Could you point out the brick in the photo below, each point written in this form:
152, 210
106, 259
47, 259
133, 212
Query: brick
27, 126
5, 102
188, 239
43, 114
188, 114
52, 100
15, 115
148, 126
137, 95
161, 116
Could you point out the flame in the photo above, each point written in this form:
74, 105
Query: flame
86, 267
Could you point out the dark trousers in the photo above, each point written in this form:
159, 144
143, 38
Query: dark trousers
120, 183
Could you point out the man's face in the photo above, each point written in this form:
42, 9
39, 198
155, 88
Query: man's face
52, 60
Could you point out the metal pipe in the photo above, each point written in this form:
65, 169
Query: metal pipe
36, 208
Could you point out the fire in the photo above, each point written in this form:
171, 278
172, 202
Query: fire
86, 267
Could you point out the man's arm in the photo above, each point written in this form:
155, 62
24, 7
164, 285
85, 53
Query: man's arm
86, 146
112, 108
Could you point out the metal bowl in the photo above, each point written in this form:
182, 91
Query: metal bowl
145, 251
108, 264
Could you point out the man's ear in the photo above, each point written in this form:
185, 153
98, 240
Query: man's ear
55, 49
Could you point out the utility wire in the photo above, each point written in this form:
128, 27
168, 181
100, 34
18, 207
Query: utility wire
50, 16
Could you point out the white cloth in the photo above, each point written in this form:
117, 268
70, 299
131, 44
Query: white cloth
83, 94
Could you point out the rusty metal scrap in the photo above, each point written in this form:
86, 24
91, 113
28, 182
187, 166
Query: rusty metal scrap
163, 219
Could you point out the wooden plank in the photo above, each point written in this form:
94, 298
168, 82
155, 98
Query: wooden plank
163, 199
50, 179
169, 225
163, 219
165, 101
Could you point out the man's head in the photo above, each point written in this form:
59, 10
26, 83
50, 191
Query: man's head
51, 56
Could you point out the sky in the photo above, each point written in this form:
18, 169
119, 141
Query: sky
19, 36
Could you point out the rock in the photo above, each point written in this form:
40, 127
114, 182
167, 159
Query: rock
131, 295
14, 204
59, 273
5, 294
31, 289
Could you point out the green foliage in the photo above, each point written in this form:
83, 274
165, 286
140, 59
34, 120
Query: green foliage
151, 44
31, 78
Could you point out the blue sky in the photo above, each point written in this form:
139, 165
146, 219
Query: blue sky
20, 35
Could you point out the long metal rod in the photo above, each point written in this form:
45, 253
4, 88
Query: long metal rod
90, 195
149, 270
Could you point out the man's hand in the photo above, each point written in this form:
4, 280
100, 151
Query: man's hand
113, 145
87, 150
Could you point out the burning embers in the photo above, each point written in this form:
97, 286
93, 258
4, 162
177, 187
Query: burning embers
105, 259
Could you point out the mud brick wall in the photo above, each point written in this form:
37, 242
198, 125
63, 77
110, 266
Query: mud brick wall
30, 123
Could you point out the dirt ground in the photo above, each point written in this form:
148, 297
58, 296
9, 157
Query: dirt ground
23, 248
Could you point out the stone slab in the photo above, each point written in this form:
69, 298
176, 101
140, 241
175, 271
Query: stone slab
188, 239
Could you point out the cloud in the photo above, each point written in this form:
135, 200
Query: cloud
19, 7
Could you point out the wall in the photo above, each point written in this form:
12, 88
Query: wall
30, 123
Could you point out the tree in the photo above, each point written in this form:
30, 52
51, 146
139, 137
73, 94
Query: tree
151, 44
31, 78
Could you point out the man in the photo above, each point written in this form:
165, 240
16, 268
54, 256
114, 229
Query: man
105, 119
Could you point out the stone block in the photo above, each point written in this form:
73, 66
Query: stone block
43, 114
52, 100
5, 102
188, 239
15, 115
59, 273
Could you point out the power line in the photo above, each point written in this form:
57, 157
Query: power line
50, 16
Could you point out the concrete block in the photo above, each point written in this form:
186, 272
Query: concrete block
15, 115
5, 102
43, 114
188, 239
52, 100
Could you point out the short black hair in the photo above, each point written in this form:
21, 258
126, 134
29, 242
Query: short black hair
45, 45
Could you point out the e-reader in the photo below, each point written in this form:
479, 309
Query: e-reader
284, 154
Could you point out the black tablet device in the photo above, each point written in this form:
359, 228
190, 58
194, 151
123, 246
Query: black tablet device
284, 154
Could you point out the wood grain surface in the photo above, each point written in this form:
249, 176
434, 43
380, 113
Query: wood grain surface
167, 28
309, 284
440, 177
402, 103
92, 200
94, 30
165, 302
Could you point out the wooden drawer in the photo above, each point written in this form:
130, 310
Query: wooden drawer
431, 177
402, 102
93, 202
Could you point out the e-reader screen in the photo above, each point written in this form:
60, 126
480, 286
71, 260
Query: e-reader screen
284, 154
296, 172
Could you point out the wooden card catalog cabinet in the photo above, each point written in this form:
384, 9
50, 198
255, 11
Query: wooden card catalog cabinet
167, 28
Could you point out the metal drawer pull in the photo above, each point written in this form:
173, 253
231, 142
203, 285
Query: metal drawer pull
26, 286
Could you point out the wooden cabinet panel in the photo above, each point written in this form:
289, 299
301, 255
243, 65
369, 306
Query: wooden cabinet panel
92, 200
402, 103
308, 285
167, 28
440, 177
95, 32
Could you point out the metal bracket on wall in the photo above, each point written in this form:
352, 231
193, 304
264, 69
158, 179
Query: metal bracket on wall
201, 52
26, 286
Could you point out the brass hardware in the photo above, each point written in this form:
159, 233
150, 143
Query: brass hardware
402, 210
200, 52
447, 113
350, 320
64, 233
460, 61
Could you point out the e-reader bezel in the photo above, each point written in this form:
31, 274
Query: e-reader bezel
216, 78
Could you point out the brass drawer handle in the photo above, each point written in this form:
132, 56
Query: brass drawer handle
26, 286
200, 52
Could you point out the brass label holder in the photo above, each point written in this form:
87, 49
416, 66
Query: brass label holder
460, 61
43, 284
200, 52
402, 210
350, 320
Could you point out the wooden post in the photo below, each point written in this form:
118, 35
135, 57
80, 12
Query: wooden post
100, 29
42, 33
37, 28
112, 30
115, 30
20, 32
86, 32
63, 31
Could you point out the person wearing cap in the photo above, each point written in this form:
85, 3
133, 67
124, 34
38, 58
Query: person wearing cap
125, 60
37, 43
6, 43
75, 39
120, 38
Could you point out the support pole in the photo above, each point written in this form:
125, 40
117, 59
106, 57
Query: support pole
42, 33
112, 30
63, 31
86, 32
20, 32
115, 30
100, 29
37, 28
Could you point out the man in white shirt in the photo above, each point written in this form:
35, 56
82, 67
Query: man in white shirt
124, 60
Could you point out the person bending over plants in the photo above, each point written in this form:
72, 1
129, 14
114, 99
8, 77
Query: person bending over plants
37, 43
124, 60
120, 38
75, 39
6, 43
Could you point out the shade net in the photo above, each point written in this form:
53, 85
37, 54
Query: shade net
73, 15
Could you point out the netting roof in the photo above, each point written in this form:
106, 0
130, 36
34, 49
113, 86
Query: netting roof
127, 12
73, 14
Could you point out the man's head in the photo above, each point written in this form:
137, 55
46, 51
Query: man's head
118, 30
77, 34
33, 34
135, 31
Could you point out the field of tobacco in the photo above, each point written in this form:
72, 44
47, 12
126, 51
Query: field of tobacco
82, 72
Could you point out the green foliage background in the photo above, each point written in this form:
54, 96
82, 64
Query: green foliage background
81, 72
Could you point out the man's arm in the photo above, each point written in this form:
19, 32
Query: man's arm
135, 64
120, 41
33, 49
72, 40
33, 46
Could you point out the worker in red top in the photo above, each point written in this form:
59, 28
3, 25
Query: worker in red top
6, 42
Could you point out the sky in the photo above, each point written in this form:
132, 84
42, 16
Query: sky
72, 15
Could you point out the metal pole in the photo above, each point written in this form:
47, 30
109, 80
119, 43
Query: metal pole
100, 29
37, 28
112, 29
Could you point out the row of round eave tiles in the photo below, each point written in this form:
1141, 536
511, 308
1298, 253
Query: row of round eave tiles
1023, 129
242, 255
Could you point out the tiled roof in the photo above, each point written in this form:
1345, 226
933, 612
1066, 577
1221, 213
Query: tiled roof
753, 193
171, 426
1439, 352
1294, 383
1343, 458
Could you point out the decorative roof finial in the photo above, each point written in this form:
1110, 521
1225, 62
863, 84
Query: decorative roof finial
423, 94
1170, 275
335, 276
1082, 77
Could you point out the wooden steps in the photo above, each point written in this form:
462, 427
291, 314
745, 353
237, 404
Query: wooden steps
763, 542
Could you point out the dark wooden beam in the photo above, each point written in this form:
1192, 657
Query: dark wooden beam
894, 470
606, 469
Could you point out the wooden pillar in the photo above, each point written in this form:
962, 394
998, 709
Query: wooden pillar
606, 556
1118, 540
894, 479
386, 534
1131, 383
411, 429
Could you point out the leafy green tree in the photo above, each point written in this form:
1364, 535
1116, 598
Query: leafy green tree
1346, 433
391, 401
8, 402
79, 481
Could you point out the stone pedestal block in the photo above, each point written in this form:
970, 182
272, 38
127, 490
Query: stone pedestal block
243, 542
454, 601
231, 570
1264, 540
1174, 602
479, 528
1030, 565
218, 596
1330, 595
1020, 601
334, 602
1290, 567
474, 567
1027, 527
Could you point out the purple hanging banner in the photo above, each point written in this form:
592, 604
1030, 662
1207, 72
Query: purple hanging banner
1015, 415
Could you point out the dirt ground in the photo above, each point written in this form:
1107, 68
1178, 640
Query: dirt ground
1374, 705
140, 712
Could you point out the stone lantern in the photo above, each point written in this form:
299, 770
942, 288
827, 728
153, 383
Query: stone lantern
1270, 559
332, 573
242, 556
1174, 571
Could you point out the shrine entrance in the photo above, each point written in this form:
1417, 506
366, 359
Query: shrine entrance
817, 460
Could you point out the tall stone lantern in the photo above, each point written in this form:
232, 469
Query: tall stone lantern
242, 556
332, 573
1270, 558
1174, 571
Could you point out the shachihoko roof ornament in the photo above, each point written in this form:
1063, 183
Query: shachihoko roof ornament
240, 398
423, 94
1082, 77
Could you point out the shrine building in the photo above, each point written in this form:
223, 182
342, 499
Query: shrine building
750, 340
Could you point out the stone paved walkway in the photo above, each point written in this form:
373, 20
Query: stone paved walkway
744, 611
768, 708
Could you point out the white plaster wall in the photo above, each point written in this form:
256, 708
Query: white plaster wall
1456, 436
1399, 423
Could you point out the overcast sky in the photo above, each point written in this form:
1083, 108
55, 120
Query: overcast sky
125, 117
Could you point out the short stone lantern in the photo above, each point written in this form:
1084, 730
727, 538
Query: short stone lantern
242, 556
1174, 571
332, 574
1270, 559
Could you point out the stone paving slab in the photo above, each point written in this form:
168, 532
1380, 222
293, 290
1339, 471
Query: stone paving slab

== == ==

--- Requirement ---
Copy word for word the lines of the records above, starting with the line that contains "Could you point out the stone paving" and going on through the end of the records.

--- The answer ---
Could you point out the stone paving slab in the photo above, each point written in this form:
168, 532
1380, 222
293, 290
1339, 471
Query: stone paving slab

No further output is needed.